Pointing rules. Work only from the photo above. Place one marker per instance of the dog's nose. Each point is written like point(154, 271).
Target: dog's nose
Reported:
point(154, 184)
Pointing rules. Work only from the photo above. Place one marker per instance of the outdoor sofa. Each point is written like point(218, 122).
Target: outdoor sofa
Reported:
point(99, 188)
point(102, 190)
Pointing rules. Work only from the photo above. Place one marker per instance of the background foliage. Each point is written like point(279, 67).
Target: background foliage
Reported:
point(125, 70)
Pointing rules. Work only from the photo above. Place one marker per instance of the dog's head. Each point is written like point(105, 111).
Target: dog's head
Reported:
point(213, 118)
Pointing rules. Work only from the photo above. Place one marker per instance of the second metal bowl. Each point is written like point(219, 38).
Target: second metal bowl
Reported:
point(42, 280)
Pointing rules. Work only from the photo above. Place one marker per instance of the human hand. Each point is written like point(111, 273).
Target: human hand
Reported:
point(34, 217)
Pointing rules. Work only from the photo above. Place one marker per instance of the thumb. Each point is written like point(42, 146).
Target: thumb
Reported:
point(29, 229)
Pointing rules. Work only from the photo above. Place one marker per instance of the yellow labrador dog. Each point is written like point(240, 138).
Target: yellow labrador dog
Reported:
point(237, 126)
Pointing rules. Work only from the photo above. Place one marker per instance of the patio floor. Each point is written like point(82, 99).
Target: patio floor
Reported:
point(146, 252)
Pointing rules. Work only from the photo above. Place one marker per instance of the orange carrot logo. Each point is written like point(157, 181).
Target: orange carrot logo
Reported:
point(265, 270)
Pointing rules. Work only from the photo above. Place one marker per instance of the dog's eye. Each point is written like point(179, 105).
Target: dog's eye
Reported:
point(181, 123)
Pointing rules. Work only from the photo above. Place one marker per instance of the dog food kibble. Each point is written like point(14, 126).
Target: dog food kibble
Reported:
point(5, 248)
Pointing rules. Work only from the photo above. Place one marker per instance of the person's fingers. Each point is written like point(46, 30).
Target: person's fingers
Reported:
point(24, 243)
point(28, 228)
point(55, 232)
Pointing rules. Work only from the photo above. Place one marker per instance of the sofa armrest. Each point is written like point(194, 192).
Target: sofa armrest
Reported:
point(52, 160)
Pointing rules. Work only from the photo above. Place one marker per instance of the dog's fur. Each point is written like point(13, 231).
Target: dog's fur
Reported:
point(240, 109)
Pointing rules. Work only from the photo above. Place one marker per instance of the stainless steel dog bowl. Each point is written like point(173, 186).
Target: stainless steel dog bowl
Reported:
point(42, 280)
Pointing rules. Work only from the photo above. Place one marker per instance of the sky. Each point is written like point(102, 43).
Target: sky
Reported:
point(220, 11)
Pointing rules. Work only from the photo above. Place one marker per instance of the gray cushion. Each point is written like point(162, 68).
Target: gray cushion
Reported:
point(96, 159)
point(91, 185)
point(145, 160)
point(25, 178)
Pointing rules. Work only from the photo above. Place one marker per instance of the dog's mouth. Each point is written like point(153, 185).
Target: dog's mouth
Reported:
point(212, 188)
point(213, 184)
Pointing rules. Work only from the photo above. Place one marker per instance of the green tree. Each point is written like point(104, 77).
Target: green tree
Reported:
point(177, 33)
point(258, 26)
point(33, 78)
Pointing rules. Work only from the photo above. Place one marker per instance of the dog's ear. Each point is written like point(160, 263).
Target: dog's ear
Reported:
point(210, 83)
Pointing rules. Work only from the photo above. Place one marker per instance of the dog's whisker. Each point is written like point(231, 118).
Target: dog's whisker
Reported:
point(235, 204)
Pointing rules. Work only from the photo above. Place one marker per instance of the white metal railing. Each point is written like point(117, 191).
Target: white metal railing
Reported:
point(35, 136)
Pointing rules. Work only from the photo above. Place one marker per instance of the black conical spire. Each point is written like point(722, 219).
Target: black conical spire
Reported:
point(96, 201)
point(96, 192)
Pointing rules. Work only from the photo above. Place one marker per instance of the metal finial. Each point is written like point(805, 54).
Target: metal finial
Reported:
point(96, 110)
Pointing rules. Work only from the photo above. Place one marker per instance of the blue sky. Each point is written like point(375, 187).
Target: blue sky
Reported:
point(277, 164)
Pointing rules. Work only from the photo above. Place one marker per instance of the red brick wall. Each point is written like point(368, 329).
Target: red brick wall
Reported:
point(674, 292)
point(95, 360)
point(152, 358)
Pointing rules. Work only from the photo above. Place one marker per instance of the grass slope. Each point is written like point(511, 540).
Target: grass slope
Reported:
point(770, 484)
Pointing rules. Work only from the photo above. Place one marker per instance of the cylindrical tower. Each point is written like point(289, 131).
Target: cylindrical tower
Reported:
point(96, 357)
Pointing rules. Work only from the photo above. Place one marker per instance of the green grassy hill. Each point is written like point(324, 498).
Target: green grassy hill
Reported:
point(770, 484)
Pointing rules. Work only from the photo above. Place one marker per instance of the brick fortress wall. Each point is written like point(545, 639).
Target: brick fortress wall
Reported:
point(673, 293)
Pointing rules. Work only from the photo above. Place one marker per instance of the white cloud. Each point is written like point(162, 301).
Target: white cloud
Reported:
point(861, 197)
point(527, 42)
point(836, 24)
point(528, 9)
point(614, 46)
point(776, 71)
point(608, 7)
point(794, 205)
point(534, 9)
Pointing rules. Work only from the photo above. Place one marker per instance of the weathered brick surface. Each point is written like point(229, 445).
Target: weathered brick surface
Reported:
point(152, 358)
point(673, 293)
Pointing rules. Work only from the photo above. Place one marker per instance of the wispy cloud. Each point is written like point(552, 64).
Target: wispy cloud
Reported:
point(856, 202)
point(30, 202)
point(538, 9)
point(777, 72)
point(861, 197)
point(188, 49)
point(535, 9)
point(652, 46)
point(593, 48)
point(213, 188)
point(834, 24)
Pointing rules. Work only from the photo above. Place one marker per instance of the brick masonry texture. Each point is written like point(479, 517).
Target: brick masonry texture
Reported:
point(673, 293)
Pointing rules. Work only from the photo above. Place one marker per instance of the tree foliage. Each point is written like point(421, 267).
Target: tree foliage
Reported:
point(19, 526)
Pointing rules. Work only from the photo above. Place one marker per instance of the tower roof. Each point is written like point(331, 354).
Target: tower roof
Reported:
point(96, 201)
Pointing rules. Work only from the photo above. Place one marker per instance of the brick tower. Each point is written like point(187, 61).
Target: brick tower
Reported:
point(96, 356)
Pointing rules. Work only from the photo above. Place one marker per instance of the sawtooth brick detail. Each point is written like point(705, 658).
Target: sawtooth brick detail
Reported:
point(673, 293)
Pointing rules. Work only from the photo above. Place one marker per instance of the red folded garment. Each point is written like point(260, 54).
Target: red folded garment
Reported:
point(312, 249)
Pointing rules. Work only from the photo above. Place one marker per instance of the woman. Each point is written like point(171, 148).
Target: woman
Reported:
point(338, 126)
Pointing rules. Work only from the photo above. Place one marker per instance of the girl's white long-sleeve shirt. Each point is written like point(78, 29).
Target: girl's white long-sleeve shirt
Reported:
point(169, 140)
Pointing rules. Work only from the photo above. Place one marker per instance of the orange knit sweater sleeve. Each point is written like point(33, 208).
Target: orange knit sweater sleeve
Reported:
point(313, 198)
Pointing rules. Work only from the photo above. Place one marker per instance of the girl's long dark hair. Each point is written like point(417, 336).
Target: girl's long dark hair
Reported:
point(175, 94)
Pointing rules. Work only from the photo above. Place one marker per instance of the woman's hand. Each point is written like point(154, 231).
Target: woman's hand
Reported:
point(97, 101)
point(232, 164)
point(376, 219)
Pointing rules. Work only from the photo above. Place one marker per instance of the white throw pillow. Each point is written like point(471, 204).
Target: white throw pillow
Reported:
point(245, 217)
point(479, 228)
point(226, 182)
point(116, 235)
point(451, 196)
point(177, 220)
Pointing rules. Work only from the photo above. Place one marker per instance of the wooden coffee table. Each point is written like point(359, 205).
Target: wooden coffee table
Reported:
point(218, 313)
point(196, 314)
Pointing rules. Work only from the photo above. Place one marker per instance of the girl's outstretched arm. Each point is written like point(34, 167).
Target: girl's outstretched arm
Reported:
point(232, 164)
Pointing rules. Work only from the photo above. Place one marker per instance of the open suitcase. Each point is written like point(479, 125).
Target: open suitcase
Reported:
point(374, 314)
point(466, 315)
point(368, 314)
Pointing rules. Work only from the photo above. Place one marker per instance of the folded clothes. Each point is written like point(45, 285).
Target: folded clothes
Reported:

::::

In the listing above, find each line where "sawtooth" occurs and copy it.

# Response area:
Pointing rules. Work only from the photo above. Place one marker per instance of the sawtooth brick detail. Each point is written like point(705, 658).
Target: sawtooth brick detail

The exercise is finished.